Seitenauszug
'''

Die Entwicklungsgesellschaft Agora hat am Dienstag ihre Bilanz für das neue Escher Viertel Belval vorgestellt. Wenn man ihren Statistiken Glauben schenken darf, ist die Anzahl der Einwohner, Beschäftigten und dort ansässigen Unternehmen innerhalb des letzten Jahres gleich geblieben. Und das, obwohl seitdem 327 zusätzliche Wohneinheiten entstanden sind.
In zehn Jahren sollen alle Grundstücke der ehemaligen Industriebrache Belval verkauft sein. Dieses Ziel gab Agora-Präsident Frank Vansteenkiste am Dienstag auf einer Pressekonferenz der öffentlich-privaten Entwicklungsgesellschaft aus. Das Interesse insbesondere von ausländischen Investoren werde immer größer. Dazu gehört u.a. die Capelli-Gruppe, die auch in Frankreich und der Schweiz in der Immobilienbranche aktiv ist und zurzeit die gleichnamigen Towers im «Square Mile»-Viertel baut.
Ein weiterer bedeutender ausländischer Investor ist die in Österreich ansässige Europäische Gesellschaft Strabag, die zu den größten Bauunternehmen in der EU gehört. Einer der Hauptaktionäre von Strabag ist die Rasperia Trading des russischen Oligarchen Oleg Deripaska, der als «Specially Designated National» auf der Liste der von den USA sanktionierten Personen steht. Strabag plant aktuell zwei Bauprojekte auf dem «Square Mile» und im nördlichen Teil.
2.400 Einwohner, 5.000 Angestellte
Belval zähle zurzeit 2.400 Bewohner, 5.000 Angestellte sowie 5.600 Schüler, Studenten und Forscher, legte Agora-Direktor Vincent Delwiche dar. Ferner hätten sich 180 Firmen, Läden und Verwaltungen auf dem ehemaligen Industriestandort niedergelassen. Das würde bedeuten, dass sich im vergangenen Jahr kaum etwas in Belval getan hat. Die Zahlen sind fast genau die gleichen, wie die im Juni 2017 vorgestellten. Lediglich die Zahl der Studenten, Forscher und Schüler ist im Vergleich zum Vorjahr um 300 angestiegen.
Dabei wurden seit dem vergangenen Juni 327 neue Wohnungen in Belval fertiggestellt. Insgesamt seien seit Beginn der Erschließung 1.764 Wohneinheiten gebaut worden, davon 931 Wohnungen und Einfamilienhäuser, 165 Unterkünfte für Senioren im CIPA Belval Nord und 668 Wohneinheiten für Studierende und Forscher, erklärte Delwiche.

'''

Gezeigte Daten
'''

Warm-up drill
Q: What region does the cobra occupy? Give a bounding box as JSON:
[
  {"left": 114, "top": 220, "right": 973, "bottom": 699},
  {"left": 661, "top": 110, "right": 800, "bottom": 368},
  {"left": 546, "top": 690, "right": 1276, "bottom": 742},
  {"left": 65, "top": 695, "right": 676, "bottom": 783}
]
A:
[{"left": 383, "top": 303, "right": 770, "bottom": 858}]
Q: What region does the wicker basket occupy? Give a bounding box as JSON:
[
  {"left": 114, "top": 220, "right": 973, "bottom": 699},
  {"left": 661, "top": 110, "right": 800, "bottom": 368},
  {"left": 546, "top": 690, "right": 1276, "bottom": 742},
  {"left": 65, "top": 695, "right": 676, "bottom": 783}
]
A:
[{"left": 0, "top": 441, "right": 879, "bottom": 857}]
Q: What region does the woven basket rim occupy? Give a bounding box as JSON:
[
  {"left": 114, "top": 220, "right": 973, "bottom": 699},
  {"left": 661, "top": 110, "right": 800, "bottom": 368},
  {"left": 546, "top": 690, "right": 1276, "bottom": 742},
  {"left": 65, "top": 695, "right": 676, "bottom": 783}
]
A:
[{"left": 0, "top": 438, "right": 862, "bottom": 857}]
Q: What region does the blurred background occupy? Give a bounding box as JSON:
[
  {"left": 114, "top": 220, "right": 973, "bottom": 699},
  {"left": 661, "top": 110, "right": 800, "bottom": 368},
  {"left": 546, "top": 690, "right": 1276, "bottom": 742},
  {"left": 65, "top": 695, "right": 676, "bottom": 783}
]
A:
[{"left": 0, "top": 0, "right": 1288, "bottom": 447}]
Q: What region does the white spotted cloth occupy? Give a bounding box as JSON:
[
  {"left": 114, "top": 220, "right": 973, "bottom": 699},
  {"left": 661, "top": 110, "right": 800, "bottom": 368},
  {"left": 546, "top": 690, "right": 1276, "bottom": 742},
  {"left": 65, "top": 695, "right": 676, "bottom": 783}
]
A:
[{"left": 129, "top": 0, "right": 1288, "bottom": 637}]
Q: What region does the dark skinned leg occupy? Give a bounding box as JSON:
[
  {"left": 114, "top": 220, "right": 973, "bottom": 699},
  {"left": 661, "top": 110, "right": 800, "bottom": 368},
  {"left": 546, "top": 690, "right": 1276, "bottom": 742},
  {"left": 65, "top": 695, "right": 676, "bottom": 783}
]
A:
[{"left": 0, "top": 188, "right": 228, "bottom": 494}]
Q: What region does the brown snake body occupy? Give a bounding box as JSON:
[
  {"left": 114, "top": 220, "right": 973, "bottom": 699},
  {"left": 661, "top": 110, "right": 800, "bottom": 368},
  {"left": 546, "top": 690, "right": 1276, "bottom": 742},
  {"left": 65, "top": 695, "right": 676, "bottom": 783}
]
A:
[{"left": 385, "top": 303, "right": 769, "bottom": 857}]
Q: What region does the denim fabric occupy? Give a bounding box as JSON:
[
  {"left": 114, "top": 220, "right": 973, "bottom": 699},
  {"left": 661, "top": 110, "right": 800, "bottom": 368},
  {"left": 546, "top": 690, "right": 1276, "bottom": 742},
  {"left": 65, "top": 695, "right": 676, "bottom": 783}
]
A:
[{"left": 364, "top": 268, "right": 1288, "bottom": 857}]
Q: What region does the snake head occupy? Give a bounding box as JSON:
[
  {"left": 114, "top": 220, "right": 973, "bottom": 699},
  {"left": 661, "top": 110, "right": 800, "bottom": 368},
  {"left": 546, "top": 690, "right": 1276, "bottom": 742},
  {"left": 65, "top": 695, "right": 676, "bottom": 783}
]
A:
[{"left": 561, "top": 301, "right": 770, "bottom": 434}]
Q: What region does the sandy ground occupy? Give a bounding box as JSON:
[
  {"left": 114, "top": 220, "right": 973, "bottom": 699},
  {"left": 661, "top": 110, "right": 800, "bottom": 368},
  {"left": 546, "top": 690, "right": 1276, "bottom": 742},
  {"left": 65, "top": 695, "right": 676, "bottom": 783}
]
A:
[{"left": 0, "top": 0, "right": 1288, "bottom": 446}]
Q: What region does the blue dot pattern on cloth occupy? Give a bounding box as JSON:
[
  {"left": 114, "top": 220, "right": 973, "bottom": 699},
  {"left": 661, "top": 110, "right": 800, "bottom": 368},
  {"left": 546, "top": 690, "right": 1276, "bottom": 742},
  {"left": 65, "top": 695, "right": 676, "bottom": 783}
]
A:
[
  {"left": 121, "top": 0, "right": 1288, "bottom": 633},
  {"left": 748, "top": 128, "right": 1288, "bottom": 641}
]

'''

Was zu tun ist
**1.** Beantworte anhand des Artikels über Belval die folgenden Fragen.
(a) Wer ist Präsident von Agora?
(b) In welchem Land ist Strabag ansässig?
(c) Wie viele Unterkünfte für Senioren gibt es im CIPA Belval Nord?
**2.** Prüfe, ob die folgenden Aussagen mit dem Artikel über Belval übereinstimmen. Antworte jeweils mit Ja oder Nein und zitiere die entscheidende Stelle wörtlich.
(a) Alle Grundstücke in Belval sollen in fünf Jahren verkauft sein.
(b) Die Zahl der Studenten, Forscher und Schüler ist gegenüber dem Vorjahr um 300 gestiegen.
(c) Strabag plant derzeit drei Bauprojekte in Belval.

Die Antworten
**1.**
(a) Frank Vansteenkiste
(b) In Österreich
(c) 165

**2.**
(a) Nein: „In zehn Jahren sollen alle Grundstücke der ehemaligen Industriebrache Belval verkauft sein.“
(b) Ja: „Lediglich die Zahl der Studenten, Forscher und Schüler ist im Vergleich zum Vorjahr um 300 angestiegen.“
(c) Nein: „Strabag plant aktuell zwei Bauprojekte auf dem «Square Mile» und im nördlichen Teil.“